EXTRAIT SOURCE:
Sebastian Lelio réalise avec Gloria Bell   le propre remake de son film sorti au début 2014, Gloria , dans une nouvelle version fraîchement américanisée.

La critique :

“L’auto-remake” est une démarche étrange qui trouve plusieurs justifications : en 2012, Tim Burton re-tournait son emblématique Frankenweenie de 1984 en stop motion, contraint d’avoir dû utiliser la prise de vue réelle pour la première version, bien moins coûteuse. Vingt-huit ans plus tard et une carrière bien assurée, l’Américain s’offre le luxe de modéliser son petit héros comme il en rêvait à l’origine du projet. En France, Lisa Azuelos, galvanisée par le succès retentissant de LOL en 2009, a tenté en 2012 d’exporter sa comédie outre Atlantique en troquant Sophie Marceau contre Demi Moore dans LOL made in US. Elle n’est pas la seule à avoir voulu conquérir le public américain frileux face aux productions étrangères, l’exemple le plus parlant étant sans doute Michael Haneke et son Funny Games de 1998 en langue allemande, devenu Funny Games US dix ans plus tard, misant sur la star nationale Naomi Watts dans le rôle principal.

CONSIGNE: Dans l'extrait source, recopiez le passage qui s'ouvre sur « Sebastian Lelio réalise » et se clôt sur « version fraîchement américanisée. », en substituant « signe » à « réalise ».

Lignes contenues dans un jeu de données:
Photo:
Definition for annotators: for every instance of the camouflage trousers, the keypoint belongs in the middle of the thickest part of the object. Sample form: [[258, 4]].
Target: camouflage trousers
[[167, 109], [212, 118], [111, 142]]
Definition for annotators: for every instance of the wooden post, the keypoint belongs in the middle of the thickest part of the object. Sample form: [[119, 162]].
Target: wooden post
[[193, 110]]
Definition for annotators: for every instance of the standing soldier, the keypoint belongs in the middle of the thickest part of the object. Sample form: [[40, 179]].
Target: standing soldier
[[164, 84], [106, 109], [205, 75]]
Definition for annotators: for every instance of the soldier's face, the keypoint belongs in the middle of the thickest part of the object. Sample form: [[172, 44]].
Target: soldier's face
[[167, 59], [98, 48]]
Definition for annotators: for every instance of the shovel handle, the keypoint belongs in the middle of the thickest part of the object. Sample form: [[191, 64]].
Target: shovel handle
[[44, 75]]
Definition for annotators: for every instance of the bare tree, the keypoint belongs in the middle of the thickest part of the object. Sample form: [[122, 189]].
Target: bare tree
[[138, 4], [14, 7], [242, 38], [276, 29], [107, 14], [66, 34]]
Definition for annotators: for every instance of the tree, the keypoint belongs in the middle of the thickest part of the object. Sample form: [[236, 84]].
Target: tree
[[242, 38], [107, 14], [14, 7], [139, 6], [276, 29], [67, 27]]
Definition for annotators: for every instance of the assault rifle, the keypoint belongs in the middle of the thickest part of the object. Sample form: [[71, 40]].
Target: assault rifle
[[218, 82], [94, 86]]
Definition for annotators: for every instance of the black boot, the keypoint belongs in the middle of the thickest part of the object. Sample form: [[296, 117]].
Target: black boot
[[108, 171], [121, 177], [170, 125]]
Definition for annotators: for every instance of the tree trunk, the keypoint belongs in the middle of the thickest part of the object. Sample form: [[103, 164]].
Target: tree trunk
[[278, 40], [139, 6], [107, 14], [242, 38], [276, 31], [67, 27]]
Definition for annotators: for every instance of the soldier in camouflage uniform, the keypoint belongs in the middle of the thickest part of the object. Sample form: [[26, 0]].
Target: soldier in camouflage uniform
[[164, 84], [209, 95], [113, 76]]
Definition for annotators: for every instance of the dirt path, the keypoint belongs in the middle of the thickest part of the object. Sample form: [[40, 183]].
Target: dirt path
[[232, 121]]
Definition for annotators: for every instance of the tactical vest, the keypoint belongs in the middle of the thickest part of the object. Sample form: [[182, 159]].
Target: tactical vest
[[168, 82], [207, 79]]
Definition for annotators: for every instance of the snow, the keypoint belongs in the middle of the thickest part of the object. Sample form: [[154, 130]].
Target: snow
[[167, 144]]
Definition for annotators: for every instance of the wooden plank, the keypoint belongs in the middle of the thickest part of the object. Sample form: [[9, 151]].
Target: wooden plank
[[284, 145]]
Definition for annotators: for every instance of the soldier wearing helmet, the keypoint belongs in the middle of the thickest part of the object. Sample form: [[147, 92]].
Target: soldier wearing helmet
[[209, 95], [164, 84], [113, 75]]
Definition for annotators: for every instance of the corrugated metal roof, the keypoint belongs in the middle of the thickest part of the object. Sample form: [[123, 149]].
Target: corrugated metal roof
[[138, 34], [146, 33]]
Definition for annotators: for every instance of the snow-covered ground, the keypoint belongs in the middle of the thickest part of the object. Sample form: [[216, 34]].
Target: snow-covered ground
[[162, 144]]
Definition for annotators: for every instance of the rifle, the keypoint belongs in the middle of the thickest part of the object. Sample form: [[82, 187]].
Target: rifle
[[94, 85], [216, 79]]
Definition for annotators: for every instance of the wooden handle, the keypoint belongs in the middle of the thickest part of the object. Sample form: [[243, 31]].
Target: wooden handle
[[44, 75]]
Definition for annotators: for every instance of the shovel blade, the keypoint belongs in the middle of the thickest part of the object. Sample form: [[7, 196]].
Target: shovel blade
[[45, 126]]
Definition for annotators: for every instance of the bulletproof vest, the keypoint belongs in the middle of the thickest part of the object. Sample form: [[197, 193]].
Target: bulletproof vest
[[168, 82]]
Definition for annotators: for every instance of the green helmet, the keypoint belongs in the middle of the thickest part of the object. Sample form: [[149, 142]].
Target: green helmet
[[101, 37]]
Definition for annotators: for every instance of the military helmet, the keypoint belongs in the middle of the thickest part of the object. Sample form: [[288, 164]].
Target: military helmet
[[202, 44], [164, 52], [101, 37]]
...
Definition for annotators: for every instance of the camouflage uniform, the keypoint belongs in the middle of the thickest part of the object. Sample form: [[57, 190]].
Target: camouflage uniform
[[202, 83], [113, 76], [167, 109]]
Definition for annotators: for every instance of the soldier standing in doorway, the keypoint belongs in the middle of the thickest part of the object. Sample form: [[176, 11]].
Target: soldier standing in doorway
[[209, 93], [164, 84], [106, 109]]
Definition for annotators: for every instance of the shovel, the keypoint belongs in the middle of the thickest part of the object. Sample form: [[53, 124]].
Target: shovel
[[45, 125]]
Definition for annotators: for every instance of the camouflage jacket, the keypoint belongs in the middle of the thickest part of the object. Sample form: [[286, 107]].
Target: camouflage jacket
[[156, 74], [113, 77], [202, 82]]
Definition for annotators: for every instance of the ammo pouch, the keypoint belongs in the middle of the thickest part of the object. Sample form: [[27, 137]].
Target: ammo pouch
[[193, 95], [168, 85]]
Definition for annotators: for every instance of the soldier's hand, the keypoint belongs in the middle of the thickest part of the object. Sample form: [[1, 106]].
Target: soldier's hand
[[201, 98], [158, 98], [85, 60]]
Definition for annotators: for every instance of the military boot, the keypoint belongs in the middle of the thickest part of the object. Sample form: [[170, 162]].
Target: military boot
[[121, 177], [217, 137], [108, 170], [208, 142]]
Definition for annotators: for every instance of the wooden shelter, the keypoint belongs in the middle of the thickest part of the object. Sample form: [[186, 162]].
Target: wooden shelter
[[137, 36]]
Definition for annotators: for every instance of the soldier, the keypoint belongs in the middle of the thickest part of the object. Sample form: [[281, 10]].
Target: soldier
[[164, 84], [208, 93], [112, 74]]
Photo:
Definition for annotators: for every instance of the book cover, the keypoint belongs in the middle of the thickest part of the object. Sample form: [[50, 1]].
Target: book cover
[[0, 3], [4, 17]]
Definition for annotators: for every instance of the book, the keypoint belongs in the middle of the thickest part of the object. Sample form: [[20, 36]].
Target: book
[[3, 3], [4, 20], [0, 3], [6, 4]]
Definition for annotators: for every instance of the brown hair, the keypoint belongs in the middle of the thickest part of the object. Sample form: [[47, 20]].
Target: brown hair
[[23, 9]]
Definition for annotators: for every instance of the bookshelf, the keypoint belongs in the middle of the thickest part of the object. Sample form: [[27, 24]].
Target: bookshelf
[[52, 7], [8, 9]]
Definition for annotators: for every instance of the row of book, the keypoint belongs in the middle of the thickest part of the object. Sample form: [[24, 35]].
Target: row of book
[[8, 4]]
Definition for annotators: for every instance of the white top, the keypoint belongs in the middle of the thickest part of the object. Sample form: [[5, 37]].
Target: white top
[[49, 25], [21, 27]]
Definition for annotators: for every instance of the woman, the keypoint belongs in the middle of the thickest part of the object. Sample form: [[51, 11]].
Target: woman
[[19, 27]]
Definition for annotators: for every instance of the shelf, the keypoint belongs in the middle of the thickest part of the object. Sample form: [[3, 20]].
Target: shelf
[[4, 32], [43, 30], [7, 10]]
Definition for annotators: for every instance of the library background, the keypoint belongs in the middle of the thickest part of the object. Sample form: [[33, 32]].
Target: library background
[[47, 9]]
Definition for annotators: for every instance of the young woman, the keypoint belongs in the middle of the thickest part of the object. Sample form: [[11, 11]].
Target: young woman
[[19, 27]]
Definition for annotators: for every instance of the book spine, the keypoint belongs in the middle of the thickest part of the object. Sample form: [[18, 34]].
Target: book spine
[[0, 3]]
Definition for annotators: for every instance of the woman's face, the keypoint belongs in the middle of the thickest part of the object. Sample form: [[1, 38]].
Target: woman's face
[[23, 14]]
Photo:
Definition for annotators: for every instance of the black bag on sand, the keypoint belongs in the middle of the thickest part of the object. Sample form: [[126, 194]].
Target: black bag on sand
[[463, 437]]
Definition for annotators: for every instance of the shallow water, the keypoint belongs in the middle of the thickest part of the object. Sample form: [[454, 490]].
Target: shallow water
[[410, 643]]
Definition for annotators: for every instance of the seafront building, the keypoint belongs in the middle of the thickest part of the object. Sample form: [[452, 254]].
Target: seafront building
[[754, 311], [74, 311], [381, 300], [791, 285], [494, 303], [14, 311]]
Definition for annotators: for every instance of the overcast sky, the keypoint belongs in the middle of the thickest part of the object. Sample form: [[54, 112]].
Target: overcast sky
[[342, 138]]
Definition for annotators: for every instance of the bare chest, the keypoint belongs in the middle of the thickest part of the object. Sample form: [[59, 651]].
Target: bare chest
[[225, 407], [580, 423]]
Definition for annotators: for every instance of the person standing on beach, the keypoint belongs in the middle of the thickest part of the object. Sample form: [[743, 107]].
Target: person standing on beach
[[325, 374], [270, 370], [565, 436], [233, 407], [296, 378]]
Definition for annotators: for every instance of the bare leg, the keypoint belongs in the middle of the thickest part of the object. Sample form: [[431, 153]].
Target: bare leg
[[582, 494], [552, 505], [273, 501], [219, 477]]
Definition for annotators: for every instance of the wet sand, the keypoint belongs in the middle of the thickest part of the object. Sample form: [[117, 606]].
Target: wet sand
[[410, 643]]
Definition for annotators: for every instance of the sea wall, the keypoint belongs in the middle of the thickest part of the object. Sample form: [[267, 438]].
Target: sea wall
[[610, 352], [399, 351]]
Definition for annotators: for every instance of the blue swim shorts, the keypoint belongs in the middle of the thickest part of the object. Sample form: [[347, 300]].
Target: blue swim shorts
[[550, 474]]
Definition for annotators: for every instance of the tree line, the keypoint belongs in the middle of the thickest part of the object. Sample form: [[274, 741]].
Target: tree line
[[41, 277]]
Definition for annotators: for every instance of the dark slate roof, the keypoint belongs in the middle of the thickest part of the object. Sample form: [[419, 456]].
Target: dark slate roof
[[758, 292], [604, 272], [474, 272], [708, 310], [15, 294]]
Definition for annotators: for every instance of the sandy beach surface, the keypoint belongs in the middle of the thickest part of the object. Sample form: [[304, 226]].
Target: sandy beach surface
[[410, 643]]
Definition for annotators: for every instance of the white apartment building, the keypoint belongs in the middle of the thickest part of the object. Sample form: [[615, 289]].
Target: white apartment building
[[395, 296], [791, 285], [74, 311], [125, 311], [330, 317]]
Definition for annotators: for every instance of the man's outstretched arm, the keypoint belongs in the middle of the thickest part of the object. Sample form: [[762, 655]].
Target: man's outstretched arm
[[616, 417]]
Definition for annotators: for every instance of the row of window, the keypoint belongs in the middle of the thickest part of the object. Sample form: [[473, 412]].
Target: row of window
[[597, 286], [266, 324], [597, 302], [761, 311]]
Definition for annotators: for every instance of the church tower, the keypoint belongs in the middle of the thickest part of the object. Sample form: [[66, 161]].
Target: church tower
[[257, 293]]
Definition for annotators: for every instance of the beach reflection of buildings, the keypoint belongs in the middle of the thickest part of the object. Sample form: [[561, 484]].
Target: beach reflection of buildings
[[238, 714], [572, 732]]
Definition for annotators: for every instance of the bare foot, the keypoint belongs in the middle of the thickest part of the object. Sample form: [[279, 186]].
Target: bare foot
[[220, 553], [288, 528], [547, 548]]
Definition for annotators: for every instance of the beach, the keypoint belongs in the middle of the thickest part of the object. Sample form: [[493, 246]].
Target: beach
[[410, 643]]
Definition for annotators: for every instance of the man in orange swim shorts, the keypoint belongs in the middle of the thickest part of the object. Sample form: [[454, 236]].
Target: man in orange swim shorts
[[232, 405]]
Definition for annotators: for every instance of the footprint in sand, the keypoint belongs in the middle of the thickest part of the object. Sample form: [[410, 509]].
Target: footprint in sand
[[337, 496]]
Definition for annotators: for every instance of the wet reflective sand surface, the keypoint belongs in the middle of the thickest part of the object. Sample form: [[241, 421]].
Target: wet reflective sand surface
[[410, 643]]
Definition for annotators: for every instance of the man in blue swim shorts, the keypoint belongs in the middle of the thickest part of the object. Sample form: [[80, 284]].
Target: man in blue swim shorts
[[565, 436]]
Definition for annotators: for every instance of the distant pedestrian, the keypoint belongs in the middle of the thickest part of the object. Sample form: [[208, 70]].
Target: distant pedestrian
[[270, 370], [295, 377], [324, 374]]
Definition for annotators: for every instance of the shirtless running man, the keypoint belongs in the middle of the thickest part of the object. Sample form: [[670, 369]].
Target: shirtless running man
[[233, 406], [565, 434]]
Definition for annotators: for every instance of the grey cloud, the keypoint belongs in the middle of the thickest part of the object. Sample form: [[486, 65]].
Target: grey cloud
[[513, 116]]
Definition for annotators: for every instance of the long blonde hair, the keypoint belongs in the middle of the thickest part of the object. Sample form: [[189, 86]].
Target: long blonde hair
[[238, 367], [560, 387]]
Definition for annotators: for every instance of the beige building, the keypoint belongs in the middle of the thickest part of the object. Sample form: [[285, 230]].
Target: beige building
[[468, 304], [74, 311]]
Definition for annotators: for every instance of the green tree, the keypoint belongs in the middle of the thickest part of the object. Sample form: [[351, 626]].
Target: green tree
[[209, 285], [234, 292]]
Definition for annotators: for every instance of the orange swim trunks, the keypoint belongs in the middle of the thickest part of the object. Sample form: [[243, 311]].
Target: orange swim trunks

RÉPONSE COMPLÈTE:
Sebastian Lelio signe avec Gloria Bell   le propre remake de son film sorti au début 2014, Gloria , dans une nouvelle version fraîchement américanisée.